• **About this task**: Exact reproduction of all the data is needed.

[Opening Data to examine section]

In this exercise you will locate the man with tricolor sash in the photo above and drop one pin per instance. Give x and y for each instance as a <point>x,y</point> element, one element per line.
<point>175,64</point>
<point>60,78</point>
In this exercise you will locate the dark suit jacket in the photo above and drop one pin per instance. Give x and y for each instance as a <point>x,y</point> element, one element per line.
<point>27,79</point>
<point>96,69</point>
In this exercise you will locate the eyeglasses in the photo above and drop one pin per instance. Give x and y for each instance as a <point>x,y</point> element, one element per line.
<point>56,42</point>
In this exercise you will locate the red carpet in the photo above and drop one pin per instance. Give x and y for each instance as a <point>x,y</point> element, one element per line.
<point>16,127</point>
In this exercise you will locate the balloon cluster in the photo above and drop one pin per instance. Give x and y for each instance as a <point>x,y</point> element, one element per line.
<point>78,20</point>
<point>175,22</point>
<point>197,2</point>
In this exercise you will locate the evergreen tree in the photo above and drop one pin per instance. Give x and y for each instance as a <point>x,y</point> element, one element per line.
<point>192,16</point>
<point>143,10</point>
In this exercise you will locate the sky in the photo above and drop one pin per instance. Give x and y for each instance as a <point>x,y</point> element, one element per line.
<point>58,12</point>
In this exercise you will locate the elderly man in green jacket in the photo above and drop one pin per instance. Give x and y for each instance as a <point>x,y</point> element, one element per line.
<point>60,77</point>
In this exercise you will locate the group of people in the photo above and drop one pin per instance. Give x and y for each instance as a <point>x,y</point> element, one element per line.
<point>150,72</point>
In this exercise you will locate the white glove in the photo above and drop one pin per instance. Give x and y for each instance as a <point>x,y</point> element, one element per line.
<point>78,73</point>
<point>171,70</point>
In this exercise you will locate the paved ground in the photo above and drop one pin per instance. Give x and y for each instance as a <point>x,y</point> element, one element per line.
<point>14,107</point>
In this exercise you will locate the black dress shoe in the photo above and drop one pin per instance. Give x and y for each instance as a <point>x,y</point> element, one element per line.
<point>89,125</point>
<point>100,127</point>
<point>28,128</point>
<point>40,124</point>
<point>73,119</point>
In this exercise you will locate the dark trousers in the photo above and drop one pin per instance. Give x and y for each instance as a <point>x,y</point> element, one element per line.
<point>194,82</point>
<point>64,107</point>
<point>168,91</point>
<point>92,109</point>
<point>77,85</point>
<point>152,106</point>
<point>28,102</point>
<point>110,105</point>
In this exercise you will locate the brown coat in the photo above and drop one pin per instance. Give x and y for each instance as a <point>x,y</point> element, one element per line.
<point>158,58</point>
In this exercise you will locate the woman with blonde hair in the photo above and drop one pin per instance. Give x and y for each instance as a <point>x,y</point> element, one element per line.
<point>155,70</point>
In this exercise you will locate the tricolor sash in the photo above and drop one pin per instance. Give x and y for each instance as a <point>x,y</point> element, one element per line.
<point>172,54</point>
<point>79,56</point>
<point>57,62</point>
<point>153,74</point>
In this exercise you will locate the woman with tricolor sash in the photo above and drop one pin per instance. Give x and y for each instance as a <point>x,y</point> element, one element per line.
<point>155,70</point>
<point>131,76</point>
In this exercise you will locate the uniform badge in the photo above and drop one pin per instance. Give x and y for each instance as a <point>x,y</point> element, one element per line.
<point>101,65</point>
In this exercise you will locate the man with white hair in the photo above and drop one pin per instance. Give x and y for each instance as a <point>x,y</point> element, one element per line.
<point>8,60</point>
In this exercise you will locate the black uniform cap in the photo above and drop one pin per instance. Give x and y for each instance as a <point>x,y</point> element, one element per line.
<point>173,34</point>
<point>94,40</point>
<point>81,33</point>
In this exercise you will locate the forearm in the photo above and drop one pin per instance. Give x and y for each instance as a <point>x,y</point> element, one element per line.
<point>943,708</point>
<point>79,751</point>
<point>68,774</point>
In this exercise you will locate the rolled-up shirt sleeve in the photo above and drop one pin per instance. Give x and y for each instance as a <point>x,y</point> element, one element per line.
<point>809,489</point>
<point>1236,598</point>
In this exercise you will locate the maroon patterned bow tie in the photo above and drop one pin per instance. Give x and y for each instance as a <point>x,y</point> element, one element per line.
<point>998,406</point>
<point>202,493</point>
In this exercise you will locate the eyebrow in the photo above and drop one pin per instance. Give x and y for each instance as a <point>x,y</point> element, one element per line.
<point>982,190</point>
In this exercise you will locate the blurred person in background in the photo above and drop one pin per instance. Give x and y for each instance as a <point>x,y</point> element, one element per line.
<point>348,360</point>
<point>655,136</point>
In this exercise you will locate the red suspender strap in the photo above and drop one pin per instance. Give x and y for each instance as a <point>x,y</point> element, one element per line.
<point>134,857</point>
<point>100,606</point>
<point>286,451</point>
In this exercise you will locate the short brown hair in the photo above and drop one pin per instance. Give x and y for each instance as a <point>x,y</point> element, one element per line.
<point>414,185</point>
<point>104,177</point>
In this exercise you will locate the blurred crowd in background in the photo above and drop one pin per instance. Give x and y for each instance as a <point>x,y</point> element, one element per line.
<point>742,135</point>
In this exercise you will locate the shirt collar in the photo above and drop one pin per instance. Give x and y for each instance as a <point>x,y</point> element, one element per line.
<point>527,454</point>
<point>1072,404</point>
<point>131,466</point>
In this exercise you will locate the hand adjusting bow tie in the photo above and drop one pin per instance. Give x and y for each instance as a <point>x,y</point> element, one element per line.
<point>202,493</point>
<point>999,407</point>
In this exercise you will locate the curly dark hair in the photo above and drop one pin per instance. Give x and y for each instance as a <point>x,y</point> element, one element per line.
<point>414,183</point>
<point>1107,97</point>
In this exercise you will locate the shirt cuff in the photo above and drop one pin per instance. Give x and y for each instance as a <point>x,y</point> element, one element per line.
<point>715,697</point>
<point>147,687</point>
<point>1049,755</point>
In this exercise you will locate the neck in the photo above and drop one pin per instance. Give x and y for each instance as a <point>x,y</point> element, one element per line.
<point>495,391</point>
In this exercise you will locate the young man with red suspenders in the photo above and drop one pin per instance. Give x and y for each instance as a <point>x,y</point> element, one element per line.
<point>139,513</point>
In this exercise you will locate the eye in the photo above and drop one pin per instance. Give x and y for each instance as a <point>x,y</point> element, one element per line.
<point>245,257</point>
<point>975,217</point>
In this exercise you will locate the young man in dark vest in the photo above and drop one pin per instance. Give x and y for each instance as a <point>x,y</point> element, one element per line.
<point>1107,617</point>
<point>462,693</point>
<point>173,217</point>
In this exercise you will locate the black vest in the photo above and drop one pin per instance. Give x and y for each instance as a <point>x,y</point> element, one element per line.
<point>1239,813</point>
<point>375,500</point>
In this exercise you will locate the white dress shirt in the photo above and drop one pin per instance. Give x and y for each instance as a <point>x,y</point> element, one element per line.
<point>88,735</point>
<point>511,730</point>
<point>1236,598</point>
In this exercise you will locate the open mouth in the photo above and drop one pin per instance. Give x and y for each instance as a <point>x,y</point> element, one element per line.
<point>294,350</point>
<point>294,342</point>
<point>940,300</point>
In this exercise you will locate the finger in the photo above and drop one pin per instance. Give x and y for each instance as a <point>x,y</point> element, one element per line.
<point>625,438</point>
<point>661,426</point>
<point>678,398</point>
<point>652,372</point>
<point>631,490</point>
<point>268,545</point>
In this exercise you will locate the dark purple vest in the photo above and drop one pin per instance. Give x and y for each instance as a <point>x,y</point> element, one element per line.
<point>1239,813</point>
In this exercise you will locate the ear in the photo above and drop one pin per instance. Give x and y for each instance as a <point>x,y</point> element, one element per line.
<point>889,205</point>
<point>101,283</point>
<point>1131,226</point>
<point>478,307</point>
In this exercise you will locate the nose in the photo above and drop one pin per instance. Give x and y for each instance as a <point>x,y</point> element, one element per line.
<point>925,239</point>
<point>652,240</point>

[Closing Data to examine section]

• **Answer for this exercise**:
In this exercise you will locate the man with tricolor sash in the photo above and drop one pin per instance. Give x and y for each instance as a <point>x,y</point> element, one element per line.
<point>175,64</point>
<point>60,78</point>
In this exercise you will locate the dark suit jacket in the photo above and drop one pin per instance. Give x and y for each instance as a <point>x,y</point> element, one element per line.
<point>27,79</point>
<point>96,69</point>
In this exercise you will locate the eyeglasses in the photo above and drop one pin per instance. Give x and y for each instance as a <point>x,y</point> element, one element per line.
<point>56,42</point>
In this exercise you will locate the red carpet in the photo above and drop one pin per instance. Give x and y for each instance as a <point>x,y</point> element, one element per line.
<point>16,127</point>
In this exercise you will locate the balloon cluster in the photo above and drop one pin per instance. Give x and y for each instance as a <point>x,y</point> element, one element per line.
<point>78,20</point>
<point>175,22</point>
<point>197,2</point>
In this exercise you will locate the evergreen tree in the photo above and drop one pin per instance. Give x and y for each instance as a <point>x,y</point> element, one element per line.
<point>192,16</point>
<point>143,10</point>
In this exercise you will locate the sky in the photo above and drop one pin per instance. Give x and y for each instance as a <point>x,y</point> element, one element per line.
<point>58,12</point>
In this exercise you will locate the elderly man in green jacket in the photo above and drop one pin per instance. Give x and y for each instance as a <point>x,y</point> element, one element per line.
<point>60,77</point>
In this exercise you will locate the group of people in the photo above and drop one pin per instance. Give x and y for each instance as a <point>x,y</point> element, one element per line.
<point>150,72</point>
In this exercise you will locate the white glove in the photo above and drop one pin per instance. Give x and y for each instance as a <point>x,y</point> element, one element per line.
<point>78,73</point>
<point>171,70</point>
In this exercise you will locate the paved ground in the photo above and drop one pin per instance. Give x and y for each instance as a <point>x,y</point> element, one element per line.
<point>14,107</point>
In this exercise you will locate the black dress shoe in the photo above and drop one pin per instance. Give x and y for each instance as a <point>x,y</point> element, one element per line.
<point>89,125</point>
<point>100,127</point>
<point>28,128</point>
<point>40,124</point>
<point>73,119</point>
In this exercise you will locate the dark trousers in the photo above and drop one pin per instance. Give x and y for each instance as a <point>x,y</point> element, one element per line.
<point>194,82</point>
<point>64,107</point>
<point>168,91</point>
<point>92,109</point>
<point>77,85</point>
<point>152,106</point>
<point>28,102</point>
<point>110,105</point>
In this exercise you will locate the brown coat in the photo above and drop one pin per instance. Give x and y for each instance as a <point>x,y</point> element, one element per line.
<point>158,58</point>
In this exercise you will locate the woman with blonde hair in the photo above and drop one pin per instance. Give x and y for each instance as a <point>x,y</point> element, one element per line.
<point>155,70</point>
In this exercise you will locate the tricolor sash in the photo above and drop one pin per instance. Give x and y for each instance as a <point>x,y</point> element, one element per line.
<point>172,54</point>
<point>79,56</point>
<point>57,62</point>
<point>153,74</point>
In this exercise you will locate the woman with tricolor sash in the photo above and drop one pin per instance. Give x and y for each instance as a <point>x,y</point> element, one element per line.
<point>155,70</point>
<point>131,76</point>
In this exercise you will locate the uniform badge in the photo above and drop one pin per instance. Give x and y for each instance as a <point>x,y</point> element, one element per line.
<point>101,65</point>
In this exercise you will locate the man with white hair in the photo above and drop one pin per instance. Give x and y for each instance as a <point>x,y</point> element, one element per line.
<point>8,60</point>
In this exercise you will locate the black uniform cap in the photo above and drop one pin per instance. Give x and y for each instance as a <point>x,y</point> element, one element per line.
<point>173,34</point>
<point>94,40</point>
<point>81,33</point>
In this exercise you will locate the forearm in the photo above and drop one pin per instance. Give x and y for each instance as a <point>x,y</point> element, one element per line.
<point>943,708</point>
<point>79,751</point>
<point>68,774</point>
In this exercise you will locate the rolled-up shirt sleeve in the photo above and drop one pin per instance. Give x and y for each instance as a <point>x,y</point> element, one element per line.
<point>809,489</point>
<point>1236,598</point>
In this exercise you will locate the maroon patterned bow tie in the photo above and drop one pin per instance. Give x and y for each instance as a <point>x,y</point> element, one element per line.
<point>998,406</point>
<point>202,493</point>
In this exercise you will locate the eyebrow in the photo above and drop one pin per instance. Give x and y for each instance as a <point>x,y</point> element, one element per line.
<point>982,190</point>
In this exercise you will locate the blurred person in background in the photo above and drop one pin per instance. Give x and y for each instance as a <point>x,y</point> element, one element per line.
<point>348,360</point>
<point>655,136</point>
In this exercise you will locate the red suspender strap in the photo above and drop one pin per instance. Give x and y for each instance as a <point>x,y</point> element, one element per line.
<point>134,857</point>
<point>100,606</point>
<point>286,451</point>
In this exercise you will locate the short brown hair in the photo above and drop one pin per instance. Give x and y for each instance as a <point>x,y</point> element, one element per line.
<point>414,185</point>
<point>104,177</point>
In this exercise you will locate the blurred crowd in background in the photo above and drop one pin per instance. Give x and y for each instance as a <point>x,y</point> element, one element per line.
<point>742,135</point>
In this exercise you will locate the shirt collar in the photo above and drop one pin per instance. Give x and y for each instance as a <point>x,y</point> element, one element per line.
<point>527,454</point>
<point>1072,404</point>
<point>131,466</point>
In this exercise you will locate the hand adjusting bow tie in the photo above and drop one pin per instance. Give x and y for each instance as a <point>x,y</point> element, one element per line.
<point>202,493</point>
<point>999,407</point>
In this exercise you will locate the curly dark hair in the photo above and drop one pin per instance. Give x and y for each instance as a <point>x,y</point> element, one element per line.
<point>414,183</point>
<point>1107,97</point>
In this exercise you will locate the shirt cuff in the photo above and drop one pin per instance. Give x and y for each instance as a <point>x,y</point> element, one element per line.
<point>715,697</point>
<point>147,687</point>
<point>1049,755</point>
In this exercise you will locate the neck in the photo above and drop one pin per instance. Give x and y for each instance as a <point>x,y</point> element, one element per line.
<point>495,391</point>
In this exercise you will locate the young man with red suspenders in the photo above and drop one pin per instance. Give x and y for each instance as a <point>x,y</point> element, one element per line.
<point>139,513</point>
In this exercise you will locate the eye in the photo above and drop one pin per instance. Give x and y for each instance as a <point>x,y</point> element, one element per line.
<point>245,257</point>
<point>975,217</point>
In this exercise you will locate the young man in dark vest in the photo above and drop one pin per instance. Give x and y for each instance as a <point>x,y</point> element, one element per line.
<point>1107,617</point>
<point>462,693</point>
<point>173,217</point>
In this exercise you will locate the black vest in the photo above and drop one pin per instance. Give x and y for each instance as a <point>x,y</point> element, one element per line.
<point>1239,813</point>
<point>375,500</point>
In this exercise you will locate the white dress shirt in the photo above and drop one pin per instance. Give x and y for each instance as a <point>x,y</point> element, one element per line.
<point>88,735</point>
<point>511,730</point>
<point>1236,598</point>
In this exercise you will locate the open mouth in the photo above and drop one pin per instance. Give x and y for each instance as a <point>x,y</point> element, one element per line.
<point>294,350</point>
<point>294,342</point>
<point>940,300</point>
In this exercise you will locate the finger in the photo above and drop one pin per instance. Give x and y for each instance as a <point>x,y</point> element, one element per line.
<point>625,438</point>
<point>661,426</point>
<point>678,398</point>
<point>652,372</point>
<point>631,490</point>
<point>268,545</point>
In this exercise you will locate the dark purple vest in the photo above and drop one pin per instance. Give x and y for each instance as a <point>x,y</point> element, one element per line.
<point>1239,813</point>
In this exercise you will locate the ear in the photo above and drop one pin per instance. Give x and y for each instance as a <point>x,y</point> element, one element per line.
<point>889,205</point>
<point>101,283</point>
<point>1131,226</point>
<point>478,307</point>
In this exercise you will locate the nose in the photo above and drop one pin per instance. Give x and y for each instance as a <point>x,y</point> element, one element per line.
<point>925,239</point>
<point>652,240</point>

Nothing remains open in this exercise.